- **TESTO DELLA PAGINA**
○ ○ ○ ○ ○ ○ ○

Cannes 2025. Miroirs no. 3

Miroirs no. 3 ***

Christian Petzold debutta alla Quinzaine di Cannes a sessantacinque anni con il suo nuovo lungometraggio, il quarto girato con la musa Paula Beer, l’undicesimo di una carriera in cui ha raccolto certamente meno di quanto avrebbe meritato.

Il nuovo lavoro è un racconto semplicissimo, lineare, che sta tutto nelle immagini e nelle parole dei suoi personaggi. Non vuole avere significati nascosti, allegorie, metafore: il suo cinema si è fatto via via sempre più essenziale e classico, sfrondato di ogni elemento inutile, di ogni interpretazione ridondante, di ogni inquadratura fuori posto.

Le protagoniste di Miroirs no. 3 sono due donne, la giovane Laura, una musicista, in vacanza con il fidanzato e una coppia di suoi amici e Betti, una madre che la vede passare in auto, mentre dipinge la staccionata della sua casa desolatamente vuota, in cui tutto sembra essersi rotto, irreparabilmente.

○ ○ ○ ○ ○ ○ ○

- **VOCI ELENCATE**

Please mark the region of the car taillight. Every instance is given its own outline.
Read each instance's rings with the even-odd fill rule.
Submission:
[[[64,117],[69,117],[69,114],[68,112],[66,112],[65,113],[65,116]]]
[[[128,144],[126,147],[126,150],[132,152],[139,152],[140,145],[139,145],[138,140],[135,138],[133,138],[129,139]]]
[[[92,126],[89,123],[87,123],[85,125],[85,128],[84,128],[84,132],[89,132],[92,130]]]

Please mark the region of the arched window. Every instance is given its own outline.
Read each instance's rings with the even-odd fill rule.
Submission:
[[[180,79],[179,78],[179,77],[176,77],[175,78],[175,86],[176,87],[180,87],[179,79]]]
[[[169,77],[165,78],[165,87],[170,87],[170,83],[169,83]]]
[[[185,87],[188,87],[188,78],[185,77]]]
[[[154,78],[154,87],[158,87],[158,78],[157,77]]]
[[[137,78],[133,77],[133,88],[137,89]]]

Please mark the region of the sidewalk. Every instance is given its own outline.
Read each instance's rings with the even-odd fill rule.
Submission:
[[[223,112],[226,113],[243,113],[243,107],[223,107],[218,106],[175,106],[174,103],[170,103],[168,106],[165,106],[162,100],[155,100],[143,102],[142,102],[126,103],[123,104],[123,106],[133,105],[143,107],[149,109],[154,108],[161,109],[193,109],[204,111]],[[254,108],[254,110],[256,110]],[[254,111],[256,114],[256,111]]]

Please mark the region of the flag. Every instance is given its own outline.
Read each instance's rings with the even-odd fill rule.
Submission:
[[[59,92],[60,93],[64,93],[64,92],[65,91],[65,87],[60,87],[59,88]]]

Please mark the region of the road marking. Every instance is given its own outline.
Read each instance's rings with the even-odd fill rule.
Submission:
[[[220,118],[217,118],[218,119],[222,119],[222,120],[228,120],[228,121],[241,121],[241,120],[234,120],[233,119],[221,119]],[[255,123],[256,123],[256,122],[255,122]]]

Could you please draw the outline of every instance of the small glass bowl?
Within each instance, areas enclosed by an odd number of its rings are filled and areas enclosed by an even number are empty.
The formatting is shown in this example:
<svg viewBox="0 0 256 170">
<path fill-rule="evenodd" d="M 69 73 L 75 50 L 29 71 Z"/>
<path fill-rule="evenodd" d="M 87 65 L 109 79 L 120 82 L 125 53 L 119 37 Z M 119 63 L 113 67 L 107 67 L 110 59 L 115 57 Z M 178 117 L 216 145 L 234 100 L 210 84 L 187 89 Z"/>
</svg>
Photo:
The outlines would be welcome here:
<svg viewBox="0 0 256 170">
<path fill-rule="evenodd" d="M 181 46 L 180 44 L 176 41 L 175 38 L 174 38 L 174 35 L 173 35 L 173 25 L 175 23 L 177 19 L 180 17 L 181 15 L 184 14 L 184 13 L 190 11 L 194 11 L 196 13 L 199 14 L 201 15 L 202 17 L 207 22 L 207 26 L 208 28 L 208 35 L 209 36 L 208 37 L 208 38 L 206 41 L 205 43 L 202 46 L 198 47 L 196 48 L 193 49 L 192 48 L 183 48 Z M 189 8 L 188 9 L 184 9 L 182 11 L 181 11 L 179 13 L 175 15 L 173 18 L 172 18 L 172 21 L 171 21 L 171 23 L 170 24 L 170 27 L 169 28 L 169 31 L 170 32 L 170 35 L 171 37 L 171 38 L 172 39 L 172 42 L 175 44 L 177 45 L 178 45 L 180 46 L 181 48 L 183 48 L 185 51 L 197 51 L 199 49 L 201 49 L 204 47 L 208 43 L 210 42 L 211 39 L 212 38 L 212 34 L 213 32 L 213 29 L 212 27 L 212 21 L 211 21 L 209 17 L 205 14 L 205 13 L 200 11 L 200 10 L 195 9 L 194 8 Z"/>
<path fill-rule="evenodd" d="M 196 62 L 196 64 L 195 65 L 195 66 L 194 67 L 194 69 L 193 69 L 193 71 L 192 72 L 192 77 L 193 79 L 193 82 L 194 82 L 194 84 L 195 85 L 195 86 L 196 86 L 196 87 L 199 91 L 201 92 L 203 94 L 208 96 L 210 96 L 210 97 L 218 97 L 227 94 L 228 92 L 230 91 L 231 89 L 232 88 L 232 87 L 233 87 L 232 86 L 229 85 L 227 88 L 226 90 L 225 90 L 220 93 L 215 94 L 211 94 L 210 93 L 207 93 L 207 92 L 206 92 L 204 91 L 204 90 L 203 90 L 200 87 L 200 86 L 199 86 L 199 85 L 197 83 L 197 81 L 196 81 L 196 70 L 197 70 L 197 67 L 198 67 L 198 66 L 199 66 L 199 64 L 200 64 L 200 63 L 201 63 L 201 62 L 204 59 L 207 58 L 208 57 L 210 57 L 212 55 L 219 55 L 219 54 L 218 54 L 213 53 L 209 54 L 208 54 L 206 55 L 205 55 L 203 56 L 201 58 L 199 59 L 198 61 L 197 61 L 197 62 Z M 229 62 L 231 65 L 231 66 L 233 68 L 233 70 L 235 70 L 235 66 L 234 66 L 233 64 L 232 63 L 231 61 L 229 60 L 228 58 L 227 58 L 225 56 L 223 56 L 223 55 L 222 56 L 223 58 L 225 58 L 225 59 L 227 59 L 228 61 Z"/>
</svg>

○ ○ ○ ○ ○ ○ ○

- **OBIETTIVO**
Riporta parola per parola l'intero testo su Miroirs no. 3 che compare sopra.

- **RISPOSTA**
Cannes 2025. Miroirs no. 3

Miroirs no. 3 ***

Christian Petzold debutta alla Quinzaine di Cannes a sessantacinque anni con il suo nuovo lungometraggio, il quarto girato con la musa Paula Beer, l’undicesimo di una carriera in cui ha raccolto certamente meno di quanto avrebbe meritato.

Il nuovo lavoro è un racconto semplicissimo, lineare, che sta tutto nelle immagini e nelle parole dei suoi personaggi. Non vuole avere significati nascosti, allegorie, metafore: il suo cinema si è fatto via via sempre più essenziale e classico, sfrondato di ogni elemento inutile, di ogni interpretazione ridondante, di ogni inquadratura fuori posto.

Le protagoniste di Miroirs no. 3 sono due donne, la giovane Laura, una musicista, in vacanza con il fidanzato e una coppia di suoi amici e Betti, una madre che la vede passare in auto, mentre dipinge la staccionata della sua casa desolatamente vuota, in cui tutto sembra essersi rotto, irreparabilmente.